PERGUNTAS:
• 1. Segundo o texto sobre café e saúde, quantas horas por noite as pessoas dormiam nos dias em que bebiam café?
• 2. Diga se cada afirmação concorda com o texto sobre café e saúde, citando as palavras dele que decidem: (a) os metabolizadores lentos da cafeína tiveram maiores reduções no sono ao beber café do que os metabolizadores rápidos; (b) Marcus afirmou saber por que as pessoas andam mil passos extras nos dias em que tomam café; (c) as contrações ventriculares prematuras vêm das câmaras superiores do coração.
• 3. Prolongue o texto sobre café e saúde a partir da última frase apresentada.

TEXTO:
++++
O café teve efeitos claros sobre o sono. As pessoas dormiam cerca de 7,2 horas noturnas nos dias em que evitavam o café e 6,6 horas nos dias em que o bebiam.
A genética parecia desempenhar um papel: as pessoas que carregam variantes genéticas que os tornam conhecidos como “metabolizadores lentos” da cafeína tiveram maiores reduções no sono quando bebiam café em comparação com “metabolizadores rápidos”, possivelmente porque a cafeína permanece em seus sistemas por mais tempo.
Os efeitos sobre a atividade física foram particularmente notáveis. Marcus, da UCSF, disse que não está claro por que as pessoas andam mil passos extras nos dias em que tomam café, mas é possível que tivessem mais energia e motivação.
De qualquer forma, dar mil passos adicionais por dia está associado a uma redução de 6% a 15% na mortalidade - “tamanhos de efeito notavelmente semelhantes à magnitude do benefício de mortalidade observado entre os bebedores de café”, observou o estudo.
“Essa é uma diferença clinicamente relevante na atividade física que pode ter implicações positivas a longo prazo”, disse Marcus.
Café e o coração
Os pesquisadores estavam particularmente interessados em como o café afetava o coração. As contrações atriais prematuras são um tipo de batimento cardíaco irregular que emana das câmaras superiores do coração, chamadas átrios, enquanto as contrações ventriculares prematuras vêm das câmaras inferiores, chamadas ventrículos.
++++
TRECHOS DAS LINHAS:
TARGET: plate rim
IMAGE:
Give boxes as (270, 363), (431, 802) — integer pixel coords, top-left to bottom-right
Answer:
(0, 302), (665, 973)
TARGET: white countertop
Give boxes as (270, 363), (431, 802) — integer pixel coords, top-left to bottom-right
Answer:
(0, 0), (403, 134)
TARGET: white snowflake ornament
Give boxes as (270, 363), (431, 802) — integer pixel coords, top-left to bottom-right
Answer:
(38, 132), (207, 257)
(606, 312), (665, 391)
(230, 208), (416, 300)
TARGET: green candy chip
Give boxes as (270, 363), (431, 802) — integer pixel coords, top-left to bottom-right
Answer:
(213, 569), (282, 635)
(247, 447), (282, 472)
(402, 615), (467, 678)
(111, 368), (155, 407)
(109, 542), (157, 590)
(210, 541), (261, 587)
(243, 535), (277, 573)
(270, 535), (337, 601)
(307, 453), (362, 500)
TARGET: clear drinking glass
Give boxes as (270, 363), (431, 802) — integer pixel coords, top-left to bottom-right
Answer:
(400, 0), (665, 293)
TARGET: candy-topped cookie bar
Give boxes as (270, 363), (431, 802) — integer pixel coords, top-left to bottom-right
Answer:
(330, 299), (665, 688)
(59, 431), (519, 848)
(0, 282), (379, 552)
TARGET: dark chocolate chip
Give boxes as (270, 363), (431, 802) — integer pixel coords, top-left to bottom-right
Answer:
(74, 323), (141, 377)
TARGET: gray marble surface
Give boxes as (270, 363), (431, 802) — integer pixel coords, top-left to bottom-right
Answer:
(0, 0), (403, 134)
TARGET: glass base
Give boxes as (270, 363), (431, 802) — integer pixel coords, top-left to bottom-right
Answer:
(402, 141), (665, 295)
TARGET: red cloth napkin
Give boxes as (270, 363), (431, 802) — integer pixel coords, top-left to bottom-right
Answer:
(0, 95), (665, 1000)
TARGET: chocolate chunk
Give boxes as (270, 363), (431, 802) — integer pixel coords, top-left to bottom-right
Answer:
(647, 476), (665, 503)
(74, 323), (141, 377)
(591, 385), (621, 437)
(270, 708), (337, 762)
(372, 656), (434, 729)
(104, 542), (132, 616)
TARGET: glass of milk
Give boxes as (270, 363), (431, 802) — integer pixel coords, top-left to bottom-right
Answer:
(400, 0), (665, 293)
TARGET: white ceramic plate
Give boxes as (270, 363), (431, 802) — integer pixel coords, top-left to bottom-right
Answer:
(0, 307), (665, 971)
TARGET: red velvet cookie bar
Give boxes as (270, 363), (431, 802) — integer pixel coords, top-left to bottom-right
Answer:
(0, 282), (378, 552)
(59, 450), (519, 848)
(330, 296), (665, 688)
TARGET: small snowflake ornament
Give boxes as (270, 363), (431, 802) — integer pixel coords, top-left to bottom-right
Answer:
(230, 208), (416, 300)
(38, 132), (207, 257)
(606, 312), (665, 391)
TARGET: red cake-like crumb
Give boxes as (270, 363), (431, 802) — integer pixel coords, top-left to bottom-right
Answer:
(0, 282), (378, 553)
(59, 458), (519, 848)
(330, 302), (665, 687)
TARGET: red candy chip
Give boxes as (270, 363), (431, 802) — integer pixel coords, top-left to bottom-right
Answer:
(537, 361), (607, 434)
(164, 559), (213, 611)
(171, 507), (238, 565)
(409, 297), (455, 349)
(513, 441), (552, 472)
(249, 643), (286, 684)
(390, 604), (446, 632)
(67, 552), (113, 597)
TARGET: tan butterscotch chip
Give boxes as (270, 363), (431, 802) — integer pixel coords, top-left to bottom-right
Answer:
++++
RESPOSTAS:
• 1. 6,6 horas.

• 2.
(a) Sim: "tiveram maiores reduções no sono quando bebiam café em comparação com “metabolizadores rápidos”".
(b) Não: "não está claro por que as pessoas andam mil passos extras nos dias em que tomam café".
(c) Não: "as contrações ventriculares prematuras vêm das câmaras inferiores, chamadas ventrículos".

• 3.
Quase todo mundo experimenta essas palpitações normalmente, o que pode parecer que seu coração palpitou ou falhou uma batida. Mas os pesquisadores descobriram que nos dias em que as pessoas bebiam mais de uma xícara de café, elas experimentavam cerca de 50% mais contrações ventriculares prematuras.
Embora não sejam considerados perigosos, há algumas evidências de que podem ser um sinal de alerta em pessoas que os experimentam com frequência. Um estudo observacional em 2015, do qual Marcus foi coautor, descobriu que as pessoas que experimentavam muitas dessas palpitações rotineiramente tinham maior probabilidade de desenvolver insuficiência cardíaca. “Isso não significa todo mundo”, disse Marcus. “Mas sabemos que quanto mais você tem, maior o risco.”
Amit Khera, um cardiologista que não participou do estudo, considerou-o único e importante. Ele disse que a maioria das pessoas não deve se preocupar com o potencial do café causar palpitações porque em adultos saudáveis não há indicação de que sejam perigosos. Mas ele alertou que as descobertas não se aplicam necessariamente a pessoas com doenças cardíacas.
“Em pessoas saudáveis com corações normais, é o que eu chamaria de um problema de qualidade de vida, não um problema de risco de vida”, disse Khera, diretor do programa de cardiologia preventiva do Southwestern Medical Center da Universidade do Texas. “Se você sente que seu coração está falhando e isso o incomoda, então, com base nos resultados desses estudos, cortar o café pode reduzir esses sintomas.”
Peter Kistler, especialista em distúrbios do ritmo cardíaco que estuda os efeitos do café na saúde, disse que, embora as pessoas tenham experimentado mais contrações ventriculares prematuras nos dias em que bebiam café, a incidência era baixa e as palpitações “inteiramente benignas”.
“As pessoas devem ter certeza de que o café é seguro e faz parte de uma dieta saudável”, disse Kistler, chefe de pesquisa de eletrofisiologia clínica do Baker Heart and Diabetes Institute, em Melbourne, na Austrália.
Marcus disse que a descoberta precisa de mais investigação. Enquanto isso, as pessoas devem adequar a ingestão de café às suas necessidades individuais. “Não existe um tamanho único para todas as prescrições ou recomendações”, acrescentou. “Realmente depende do indivíduo.”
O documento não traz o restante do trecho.